SEAN BEAN FILLS UP THE BIG EMPTY
by Alex Simon
 
Sean Bean first gained attention in Mike Figgis' sleeper hit Stormy
Monday (1988), playing a young lad from Newcastle who finds himself
caught in the middle of a battle between local businessmen and tough
hoods backing up a shady American businessman bent on buying up and
transforming the town. Since then, Bean has proven himself to be one of
the cinema's most versatile actors, playing leading men, villains and
character roles with equal aplomb.
 
Sean Bean recently gained international recognition in New Line's Lord
of the Rings: the Fellowship of the Ring (2001), and has been working
non-stop even since. Bean's character also appeared in the second
Oscar-nominated installment, Lord of the Rings: the Two Towers (2002).
Other recent projects include Dimension's sci-fi thriller, Equilibrium
(2002) with Christian Bale, and 20th Century Fox's Don't Say a Word
(2000) with Michael Douglas and director Gary Fleder.
 
Born April 17, 1959 and raised in Sheffield, Yorkshire England, Sean
went to work for his father's welding company after high school, before
realizing that being an artist was his true calling. After attending a
local art college and discovering the drama department, Sean was bitten
by the acting bug, and was soon accepted into the prestigious Royal
Academy of Dramatic Arts. After several years on the stage, Sean made
his film debut in 1984 in Winter Flight.
 
Sean is currently in production on Walt Disney Co.'s National Treasure
for director John Turteltaub and producer Jerry Bruckheimer. The story
centers around an expedition to uncover a treasure buried in the 1700s.
Sean plays Ian Howe, the financier of the expedition, alongside Justin
Bartha and Nicolas Cage. The film shoots in Washington DC, Philadelphia
and Los Angeles.
 
Sean just wrapped production on Wolfgang Peterson's Troy for Warner
Bros. And Village Roadshow Pictures. He plays Odysseus alongside Brad
Pitt, Eric Bana and Orlando Bloom in this epic account of the Trojan
War based on Homer's The Iliad, scheduled for release in May, 2004.
Sean recently starred in "MacBeth" opposite Samantha Bond in London's
West End. He has received critical acclaim for his work as MacBeth,
making the play the fastest non-musical show to sell out in the West
End. Sean also recently shot a cameo role in "Henry VIII" for Granada
opposite Ray Winstone and Helena Bonham Carter. Next up is this month's
indie The Big Empty with Jon Favreau. Kelsey Grammar, Daryl Hannah,
Rachel Leigh Cook and Joey Lauren Adams, premiering November 9th at
AFI.
 
Other noteworthy big screen appearances include John Frankenheimer's
Ronin (1998), Philip Noyce's Patriot Games (1992), the James Bond epic
Goldeneye (1995, as the villainous Alex Trevelyan), and Ken Russell's
production of "Lady Chatterley" (1994). Sean broke bread with Venice to
discuss his remarkable body of work.
 
Venice: Let's begin with The Big Empty.
Sean Bean: I've not seen the film yet, but I'd always wanted to play a
cowboy, so I had a good time with it, the whole get-up, the long
leather coat, hat, the holster.
 
V: I loved the fact that you kept your northern English accent for the
part.
SB: Yeah. I was going to do an American accent, but the director asked me
to just speak the way I normally do, because he thought it would be
more weird, so I did [laughs]. I actually only found out about the film
a few days before I started working. I got the call home in England,
flew over, and was filming the next day. Not a lot of time for
preparation on this one [laughs]. We were in the Mohave Desert with
some great people. It was quite eerie, quite strange really. We did
most of our filming at night, and it's so quiet out there, so still. We
were staying in this motel in Baker, California, which is famous for
having the world's largest thermometer [laughs]. Lovely place, Baker.

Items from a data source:
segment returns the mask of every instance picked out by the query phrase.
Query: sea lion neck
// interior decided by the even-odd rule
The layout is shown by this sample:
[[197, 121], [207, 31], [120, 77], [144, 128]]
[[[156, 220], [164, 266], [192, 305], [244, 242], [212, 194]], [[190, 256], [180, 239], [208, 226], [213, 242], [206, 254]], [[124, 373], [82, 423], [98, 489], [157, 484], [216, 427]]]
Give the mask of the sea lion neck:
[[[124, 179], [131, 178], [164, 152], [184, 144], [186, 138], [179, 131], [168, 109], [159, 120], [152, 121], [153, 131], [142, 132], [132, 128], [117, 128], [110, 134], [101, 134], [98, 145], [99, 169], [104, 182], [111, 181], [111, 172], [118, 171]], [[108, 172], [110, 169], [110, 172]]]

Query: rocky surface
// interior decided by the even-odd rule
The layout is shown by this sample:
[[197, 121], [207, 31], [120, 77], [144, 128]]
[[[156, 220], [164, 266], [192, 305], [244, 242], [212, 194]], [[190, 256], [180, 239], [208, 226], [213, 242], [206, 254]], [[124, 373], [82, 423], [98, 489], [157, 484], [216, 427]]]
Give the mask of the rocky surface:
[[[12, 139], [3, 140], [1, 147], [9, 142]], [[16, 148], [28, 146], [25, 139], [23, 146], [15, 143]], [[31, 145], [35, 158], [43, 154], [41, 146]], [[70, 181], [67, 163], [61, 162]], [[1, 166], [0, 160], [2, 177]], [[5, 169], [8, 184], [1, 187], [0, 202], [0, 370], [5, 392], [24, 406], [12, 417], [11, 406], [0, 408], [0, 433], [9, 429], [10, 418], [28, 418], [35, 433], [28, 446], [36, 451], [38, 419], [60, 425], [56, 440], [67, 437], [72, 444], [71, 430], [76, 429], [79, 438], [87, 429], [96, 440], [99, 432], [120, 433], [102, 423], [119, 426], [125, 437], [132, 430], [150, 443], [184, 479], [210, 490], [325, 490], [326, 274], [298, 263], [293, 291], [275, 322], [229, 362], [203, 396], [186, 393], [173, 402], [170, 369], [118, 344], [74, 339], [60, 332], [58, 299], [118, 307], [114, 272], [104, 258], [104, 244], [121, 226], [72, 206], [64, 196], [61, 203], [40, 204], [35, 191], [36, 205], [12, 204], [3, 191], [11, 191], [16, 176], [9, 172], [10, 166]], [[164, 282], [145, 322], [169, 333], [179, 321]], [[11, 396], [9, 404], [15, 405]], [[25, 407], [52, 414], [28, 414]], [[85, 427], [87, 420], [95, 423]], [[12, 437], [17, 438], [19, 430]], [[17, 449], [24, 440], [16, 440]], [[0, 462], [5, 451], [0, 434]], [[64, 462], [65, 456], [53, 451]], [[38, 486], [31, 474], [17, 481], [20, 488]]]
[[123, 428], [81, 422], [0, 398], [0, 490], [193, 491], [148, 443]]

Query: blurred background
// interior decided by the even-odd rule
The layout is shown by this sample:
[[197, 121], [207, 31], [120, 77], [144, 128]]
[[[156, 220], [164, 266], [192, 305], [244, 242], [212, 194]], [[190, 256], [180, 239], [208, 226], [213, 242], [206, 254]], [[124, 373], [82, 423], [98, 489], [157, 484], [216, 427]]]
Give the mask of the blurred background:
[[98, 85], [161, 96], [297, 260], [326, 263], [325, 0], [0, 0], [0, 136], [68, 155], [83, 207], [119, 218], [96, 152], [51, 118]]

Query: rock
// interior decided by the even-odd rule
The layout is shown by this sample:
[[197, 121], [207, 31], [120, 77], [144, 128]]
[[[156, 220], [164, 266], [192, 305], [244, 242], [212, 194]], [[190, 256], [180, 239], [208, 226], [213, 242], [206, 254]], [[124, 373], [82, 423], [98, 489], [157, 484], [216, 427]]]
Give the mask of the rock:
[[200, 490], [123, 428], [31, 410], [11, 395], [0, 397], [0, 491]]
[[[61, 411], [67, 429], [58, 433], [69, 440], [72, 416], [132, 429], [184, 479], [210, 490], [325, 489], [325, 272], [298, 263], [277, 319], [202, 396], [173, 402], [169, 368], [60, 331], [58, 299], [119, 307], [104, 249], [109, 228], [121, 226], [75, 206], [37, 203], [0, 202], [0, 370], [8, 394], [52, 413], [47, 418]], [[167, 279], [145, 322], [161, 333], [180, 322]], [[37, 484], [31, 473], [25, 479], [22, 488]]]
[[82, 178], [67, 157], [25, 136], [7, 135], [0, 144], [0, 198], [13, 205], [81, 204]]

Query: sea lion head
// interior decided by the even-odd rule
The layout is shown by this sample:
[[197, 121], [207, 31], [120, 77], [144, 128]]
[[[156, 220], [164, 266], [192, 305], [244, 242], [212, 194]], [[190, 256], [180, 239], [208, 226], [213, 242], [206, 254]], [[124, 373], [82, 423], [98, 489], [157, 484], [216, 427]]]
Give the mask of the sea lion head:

Required actions
- 1) Retype the listing from the line containing "Query: blurred background" through the end of the listing, including both of those lines.
- 2) Continue the Sean Bean interview from the point where it stops.
The text and the listing are unrelated to each other.

Final answers
- 1)
Query: blurred background
// interior decided by the even-odd rule
The layout is shown by this sample:
[[197, 121], [207, 31], [120, 77], [144, 128]]
[[[156, 220], [164, 266], [192, 305], [244, 242], [212, 194]], [[190, 256], [180, 239], [208, 226], [213, 242], [206, 254]], [[124, 373], [82, 423], [98, 489], [157, 484], [216, 427]]]
Give the mask of the blurred background:
[[98, 85], [161, 96], [297, 260], [326, 263], [325, 0], [0, 0], [0, 136], [68, 155], [83, 207], [119, 218], [96, 152], [51, 118]]

Query: rock
// interior decided by the even-odd rule
The layout is shown by this sample:
[[197, 121], [207, 31], [120, 77], [144, 128]]
[[[156, 220], [164, 266], [192, 305], [244, 242], [212, 194]], [[190, 256], [180, 239], [208, 226], [213, 242], [206, 254]], [[124, 373], [82, 423], [98, 489], [157, 484], [216, 427]]]
Give the mask of the rock:
[[200, 490], [123, 428], [31, 410], [11, 395], [0, 397], [0, 491]]
[[[61, 411], [67, 429], [58, 433], [69, 440], [72, 416], [132, 429], [184, 479], [210, 490], [325, 489], [325, 272], [298, 263], [277, 319], [202, 396], [173, 402], [169, 368], [60, 331], [58, 299], [119, 307], [104, 249], [109, 228], [121, 226], [75, 206], [37, 203], [0, 202], [0, 370], [8, 394], [52, 413], [47, 418]], [[167, 279], [145, 322], [161, 333], [180, 322]], [[37, 484], [31, 473], [25, 479], [22, 488]]]
[[82, 178], [67, 157], [25, 136], [7, 135], [0, 144], [0, 198], [13, 205], [81, 204]]

Query: sea lion head
// interior decided by the even-odd rule
The layout is shown by this sample:
[[197, 121], [207, 31], [120, 77], [144, 128]]
[[[156, 220], [164, 266], [192, 305], [244, 242], [212, 194]], [[190, 256], [180, 239], [208, 226], [213, 242], [206, 254]], [[124, 373], [82, 423], [98, 489], [157, 484], [216, 427]]]
Give the mask of the sea lion head:

- 2)
 
V: You've had many extremes as an actor: Bond films, Lord of the Rings,
and then working in the metropolis of Baker, CA.
SB: Yeah, but you know what's funny is on a small film like this,
oftentimes the people making it are a lot more passionate about what
they're doing. It can be more enjoyable. So it all tends to even out in
the end. But don't get me wrong, working on films like Bond and other
epic-scale productions is blood marvelous! I just finished doing Troy
with Brad Pitt and Wolfgang Peterson directing. That was amazing, but
with the smaller films, you remember why you started acting in the
first place.
 
V: Troy has an amazing cast, from Brad Pitt to people like Peter
O'Toole. Did you spend any time with O'Toole?
SB: Oh, yeah, he was great. He's a real raconteur. He'll sit at the bar
with you and astound you with these fascinating tales about Lawrence of
Arabia. Richard Harris and all the other icons of the time. I went out
with Peter a couple of times, and we had a beer together down in Cabo
San Lucas. We really clicked, which was a thrill because he's always
been the biggest hero of mine. He is one of the people who really
inspired me to begin acting. Not to mention the fact that he grew up
not far from where I did, and we're both big cricket fans.
 
V: Let's talk about your background. You were born and raised in
Yorkshire, which is in the north of England and is known for being
primarily an industrial area.
SB: I have some good memories of Yorkshire. I lived there until I was about
21, until I went away to drama school. Sheffield was a good place to
grow up.
 
V: Your father had a welding business.
SB: Yeah, I worked with him for about three years after (high) school as an
apprentice. But I had this longing to do something more artistic.
 
V: When did you know you wanted to be an artist?
SB: Initially, I was very good at drawing, which is what I would have loved
to do: be a painter and make a living at it. I went to a few art
schools in Sheffield and didn't get along very well at any of them.
Then I enrolled in an art college which had drama courses. I would
watch these people acting, and just felt that I could do as well as
them, or better. So I switched courses from art to acting, and from
there, that was it. I got into RADA halfway through this course, and
then left for London. Once you find something that you know is for you,
there's no looking back, is there?
 
V: What was RADA like?
SB: It was great, although it took me about six months to get used to it.
Coming from a small town, it was a big culture shock being in London. I
used to want to get on the train and go down to Sheffield, but then I
began to feel at home there and realized that I belonged with the
people there. Janet McTeer (Songcatcher) was one of my classmates.
She's brilliant.
 
V: How did your mom and dad feel about your leaving the family business
and becoming an actor?
SB: They were a bit taken aback at first, but I was always talking about
being a musician, or an artist or something "different," but they
didn't understand right away, because Sheffield was a place where you
chose a trade after you were done with school and then plied that. I
think they thought it was a phase that would pass and then I would go
back to "normal" [laughs]. But of course I never did, and they were
very supportive after that.
 
V: It's interesting that most of the major artists that have come out
of the UK since the 60s have been from the working class, starting with
people like Michael Caine, the Beatles, and Joe Orton.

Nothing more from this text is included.